>> Start
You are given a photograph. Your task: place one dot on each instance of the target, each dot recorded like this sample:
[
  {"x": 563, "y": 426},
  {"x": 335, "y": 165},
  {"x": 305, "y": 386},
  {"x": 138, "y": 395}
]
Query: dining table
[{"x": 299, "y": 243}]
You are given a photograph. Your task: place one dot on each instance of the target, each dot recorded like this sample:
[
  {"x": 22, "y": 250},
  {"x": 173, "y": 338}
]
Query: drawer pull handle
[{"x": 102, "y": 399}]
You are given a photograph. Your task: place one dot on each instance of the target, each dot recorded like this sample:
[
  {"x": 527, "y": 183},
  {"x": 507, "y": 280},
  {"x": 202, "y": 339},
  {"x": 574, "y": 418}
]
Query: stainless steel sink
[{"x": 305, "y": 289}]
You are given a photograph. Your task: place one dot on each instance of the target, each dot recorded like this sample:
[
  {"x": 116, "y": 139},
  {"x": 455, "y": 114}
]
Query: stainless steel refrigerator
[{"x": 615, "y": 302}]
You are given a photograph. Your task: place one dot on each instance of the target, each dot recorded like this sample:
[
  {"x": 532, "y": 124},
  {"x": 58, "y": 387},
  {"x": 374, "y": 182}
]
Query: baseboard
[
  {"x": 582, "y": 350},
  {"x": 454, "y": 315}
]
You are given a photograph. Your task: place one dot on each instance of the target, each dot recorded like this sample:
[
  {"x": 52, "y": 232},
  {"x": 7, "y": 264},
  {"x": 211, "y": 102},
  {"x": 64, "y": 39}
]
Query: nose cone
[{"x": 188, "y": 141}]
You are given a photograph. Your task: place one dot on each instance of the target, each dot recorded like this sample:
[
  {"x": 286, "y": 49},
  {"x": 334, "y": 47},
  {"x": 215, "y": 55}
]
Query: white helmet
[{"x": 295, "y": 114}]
>> End
[Exercise aim] Print again each line of the listing above, exactly as it appears.

[Correct answer]
You are given a photograph. Your task: place one dot on each instance of the target, each dot recorded like this sample:
[
  {"x": 563, "y": 426},
  {"x": 335, "y": 165},
  {"x": 305, "y": 386},
  {"x": 138, "y": 395}
]
Query: dining table
[{"x": 299, "y": 243}]
You are given a photograph. Your task: place one dot on each instance of the target, each dot recorded like this sample:
[
  {"x": 22, "y": 250},
  {"x": 173, "y": 338}
]
Query: drawer pull handle
[{"x": 102, "y": 399}]
You are given a photograph. Your task: place one dot on each instance of the target, each dot recorded like this sample:
[
  {"x": 527, "y": 183},
  {"x": 507, "y": 280},
  {"x": 202, "y": 339},
  {"x": 574, "y": 418}
]
Query: stainless steel sink
[{"x": 305, "y": 289}]
You are given a photograph. Your task: place one dot on each instance of the target, each dot recorded like this sample:
[
  {"x": 116, "y": 139},
  {"x": 455, "y": 114}
]
Query: stainless steel refrigerator
[{"x": 615, "y": 302}]
You are given a photograph. Your task: place one dot on each instance of the target, each dot recorded like this sample:
[
  {"x": 532, "y": 124},
  {"x": 58, "y": 387},
  {"x": 374, "y": 182}
]
Query: baseboard
[
  {"x": 582, "y": 350},
  {"x": 454, "y": 315}
]
You are given a photograph. Your task: place one dot on each instance of the target, each dot recorded like this sample:
[
  {"x": 52, "y": 232},
  {"x": 7, "y": 264},
  {"x": 211, "y": 102},
  {"x": 64, "y": 39}
]
Query: nose cone
[{"x": 188, "y": 141}]
You are given a photograph. Your task: place one dot on each instance of the target, each dot recorded like this sample:
[
  {"x": 286, "y": 49},
  {"x": 334, "y": 47},
  {"x": 215, "y": 55}
]
Query: white helmet
[{"x": 295, "y": 114}]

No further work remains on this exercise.